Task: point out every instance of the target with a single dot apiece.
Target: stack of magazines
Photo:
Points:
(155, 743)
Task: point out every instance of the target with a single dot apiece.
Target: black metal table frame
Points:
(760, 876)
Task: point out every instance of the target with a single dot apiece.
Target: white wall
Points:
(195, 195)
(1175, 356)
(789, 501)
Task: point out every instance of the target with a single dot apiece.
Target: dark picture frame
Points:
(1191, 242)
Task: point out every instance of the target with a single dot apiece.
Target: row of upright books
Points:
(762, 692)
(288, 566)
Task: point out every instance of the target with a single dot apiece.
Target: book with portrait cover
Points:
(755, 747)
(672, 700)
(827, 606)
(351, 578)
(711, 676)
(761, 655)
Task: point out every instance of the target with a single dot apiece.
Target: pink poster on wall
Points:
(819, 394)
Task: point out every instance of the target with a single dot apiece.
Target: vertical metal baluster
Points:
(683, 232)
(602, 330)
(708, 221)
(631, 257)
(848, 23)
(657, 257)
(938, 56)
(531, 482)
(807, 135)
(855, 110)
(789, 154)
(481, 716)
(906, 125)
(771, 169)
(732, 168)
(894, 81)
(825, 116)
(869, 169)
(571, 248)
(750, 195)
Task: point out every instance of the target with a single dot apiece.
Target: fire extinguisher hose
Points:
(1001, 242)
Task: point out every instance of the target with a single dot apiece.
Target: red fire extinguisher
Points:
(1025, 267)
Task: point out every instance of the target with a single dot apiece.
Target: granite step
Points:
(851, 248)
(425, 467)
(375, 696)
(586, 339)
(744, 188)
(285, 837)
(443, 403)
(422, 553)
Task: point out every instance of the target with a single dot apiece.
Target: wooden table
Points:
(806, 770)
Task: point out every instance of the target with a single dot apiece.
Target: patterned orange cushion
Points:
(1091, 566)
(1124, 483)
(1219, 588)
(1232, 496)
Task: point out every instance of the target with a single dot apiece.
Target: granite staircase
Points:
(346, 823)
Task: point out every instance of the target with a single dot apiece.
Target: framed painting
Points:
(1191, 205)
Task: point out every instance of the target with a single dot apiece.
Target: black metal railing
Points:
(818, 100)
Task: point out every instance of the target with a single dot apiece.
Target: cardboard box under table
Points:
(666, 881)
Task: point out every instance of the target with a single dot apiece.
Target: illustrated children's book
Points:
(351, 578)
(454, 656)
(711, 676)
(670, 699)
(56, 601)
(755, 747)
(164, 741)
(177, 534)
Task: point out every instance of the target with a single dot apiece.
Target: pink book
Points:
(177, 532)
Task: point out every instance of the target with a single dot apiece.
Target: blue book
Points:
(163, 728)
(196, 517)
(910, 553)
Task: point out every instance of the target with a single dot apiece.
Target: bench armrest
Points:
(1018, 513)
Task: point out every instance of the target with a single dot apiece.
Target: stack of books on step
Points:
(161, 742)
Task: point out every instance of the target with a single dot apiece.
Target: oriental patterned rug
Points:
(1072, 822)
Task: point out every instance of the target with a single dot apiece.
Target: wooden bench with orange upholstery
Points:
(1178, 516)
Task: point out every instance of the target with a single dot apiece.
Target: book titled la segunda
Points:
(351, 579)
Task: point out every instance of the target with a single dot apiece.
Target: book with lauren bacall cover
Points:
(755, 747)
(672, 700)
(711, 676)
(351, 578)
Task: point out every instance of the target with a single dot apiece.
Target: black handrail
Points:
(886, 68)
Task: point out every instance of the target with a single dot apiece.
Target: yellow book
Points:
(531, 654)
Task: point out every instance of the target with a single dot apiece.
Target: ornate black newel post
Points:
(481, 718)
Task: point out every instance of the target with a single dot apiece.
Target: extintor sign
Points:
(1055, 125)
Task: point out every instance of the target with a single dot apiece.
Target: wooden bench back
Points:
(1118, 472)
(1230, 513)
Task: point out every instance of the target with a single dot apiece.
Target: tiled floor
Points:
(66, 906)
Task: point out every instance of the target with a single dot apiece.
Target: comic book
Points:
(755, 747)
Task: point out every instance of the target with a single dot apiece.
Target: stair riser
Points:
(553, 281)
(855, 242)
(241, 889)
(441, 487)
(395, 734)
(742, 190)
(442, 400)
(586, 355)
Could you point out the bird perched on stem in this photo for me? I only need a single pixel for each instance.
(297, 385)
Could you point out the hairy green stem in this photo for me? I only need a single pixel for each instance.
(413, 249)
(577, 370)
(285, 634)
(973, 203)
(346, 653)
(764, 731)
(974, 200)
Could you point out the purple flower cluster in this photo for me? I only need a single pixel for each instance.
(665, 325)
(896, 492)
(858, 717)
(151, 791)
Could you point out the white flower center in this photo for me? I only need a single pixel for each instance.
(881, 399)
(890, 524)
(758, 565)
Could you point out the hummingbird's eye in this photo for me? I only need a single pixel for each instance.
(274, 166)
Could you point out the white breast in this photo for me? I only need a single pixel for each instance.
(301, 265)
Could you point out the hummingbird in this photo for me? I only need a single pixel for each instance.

┄┄┄┄┄┄

WHAT THE TASK REQUIRES: Produce a verbatim copy of all the material.

TASK RESULT:
Task: point out every instance of the target with a single dot apiece.
Target: stack of magazines
Photo:
Points:
(155, 743)
Task: point out every instance of the target with a single dot apiece.
Target: black metal table frame
Points:
(760, 876)
Task: point out every instance of the target with a single dot apiece.
Target: white wall
Points:
(195, 195)
(1175, 356)
(789, 501)
Task: point out every instance of the target with a single dot apiece.
Target: dark picture frame
Points:
(1191, 242)
Task: point out every instance of the target with a single dot apiece.
Target: row of upright books
Points:
(762, 692)
(288, 566)
Task: point out every instance of the target with a single dot apiece.
Target: book with portrait cover
Points:
(755, 747)
(672, 700)
(827, 606)
(351, 578)
(711, 676)
(761, 655)
Task: point out every instance of the target with a single dot apiece.
Target: pink poster on wall
Points:
(819, 394)
Task: point out every instance of the target with a single dot apiece.
Target: vertical metal baluster
Points:
(683, 232)
(602, 330)
(708, 221)
(631, 257)
(848, 23)
(657, 257)
(938, 56)
(531, 482)
(807, 135)
(855, 110)
(789, 154)
(481, 716)
(906, 125)
(771, 169)
(732, 168)
(894, 81)
(825, 116)
(869, 169)
(571, 248)
(750, 195)
Task: point out every instance of the target with a single dot apiece.
Target: fire extinguisher hose
Points:
(1001, 242)
Task: point out every instance of the target with a single dot apiece.
Target: red fire extinguisher
Points:
(1025, 267)
Task: point out every instance of the target with a single dot apiece.
Target: granite step
Points:
(851, 248)
(425, 467)
(375, 696)
(586, 339)
(744, 188)
(285, 837)
(443, 403)
(422, 553)
Task: point out every instance of the target with a single dot apiece.
Target: wooden table
Points:
(806, 770)
Task: point out every instance of the target with a single dot apiece.
Target: patterned orange cushion
Points:
(1091, 566)
(1124, 483)
(1219, 588)
(1232, 496)
Task: point out every instance of the target with a single dot apiece.
Target: granite staircase
Points:
(346, 823)
Task: point out every instance of the target with a single dot apiece.
Target: framed painting
Points:
(1191, 205)
Task: point out every instance of the target with a single dot apiece.
Target: black metal railing
Points:
(818, 100)
Task: point out every instance of the target with a single dot apiece.
Target: cardboard box under table
Points:
(666, 881)
Task: point out every instance of the target with a single dot apiece.
Target: illustrated children's book
Points:
(351, 578)
(454, 656)
(711, 676)
(670, 699)
(56, 601)
(755, 747)
(164, 741)
(177, 534)
Task: point out every instance of the target with a single dot apiece.
Target: pink book
Points:
(177, 532)
Task: point out every instance of the target with a single dot apiece.
Target: blue book
Points:
(163, 728)
(196, 517)
(910, 553)
Task: point out every instance of the target with a single dot apiece.
Target: bench armrest
Points:
(1018, 513)
Task: point out every instance of the target with a single dot apiece.
Target: stack of books on step
Points:
(161, 742)
Task: point out every instance of the target with a single dot apiece.
Target: oriental patterned rug
Points:
(1072, 822)
Task: point out every instance of the target with a single dot apiece.
Target: wooden bench with orange upholstery
Points:
(1178, 516)
Task: point out every instance of the target with a single dot apiece.
Target: book titled la segunda
Points:
(351, 579)
Task: point out every instance of the target with a single dot apiece.
Target: book with lauren bacall cover
Points:
(755, 747)
(672, 700)
(711, 676)
(351, 578)
Task: point out every instance of the target with a single dot apiece.
Target: black handrail
Points:
(886, 68)
Task: point out every instance of the target with a single dot apiece.
Target: yellow book
Points:
(531, 654)
Task: point out every instance of the target with a single dot apiece.
Target: ornate black newel post
Points:
(481, 718)
Task: point out every instance of the target with a single dot apiece.
Target: extintor sign
Points:
(1055, 125)
Task: point out every instance of the target with a single dot apiece.
Target: wooden bench back
Points:
(1118, 472)
(1230, 513)
Task: point out every instance of the target with a single dot apiece.
Target: tiled floor
Points:
(66, 906)
Task: point out every instance of the target with a single dot apiece.
Target: comic book
Points:
(755, 747)
Task: point out every instance of the target with a single dot apiece.
Target: stair riser
Points:
(553, 281)
(855, 242)
(241, 889)
(441, 487)
(395, 734)
(742, 190)
(442, 400)
(586, 355)
Could you point out the bird perched on stem in this photo for me? I only need a single pixel for each instance.
(297, 385)
Could you point out the hairy green stem in this photo for me? I only need a single pixel for each instance.
(413, 249)
(577, 370)
(285, 634)
(973, 203)
(346, 653)
(764, 731)
(974, 200)
Could you point out the purple flower cluster in this photo for me? I only need a single pixel for each instance.
(665, 325)
(896, 492)
(858, 717)
(151, 791)
Could you point out the white flower center in this photo for me? I only need a single pixel for each instance.
(881, 399)
(890, 524)
(758, 565)
Could you point out the hummingbird's eye in this photo for me? I only need a single pixel for each instance.
(274, 166)
Could you point out the white breast in this photo for me? I only need a single pixel for each instance.
(301, 265)
Could you point out the hummingbird in this photo for me? I only need a single pixel for each instance.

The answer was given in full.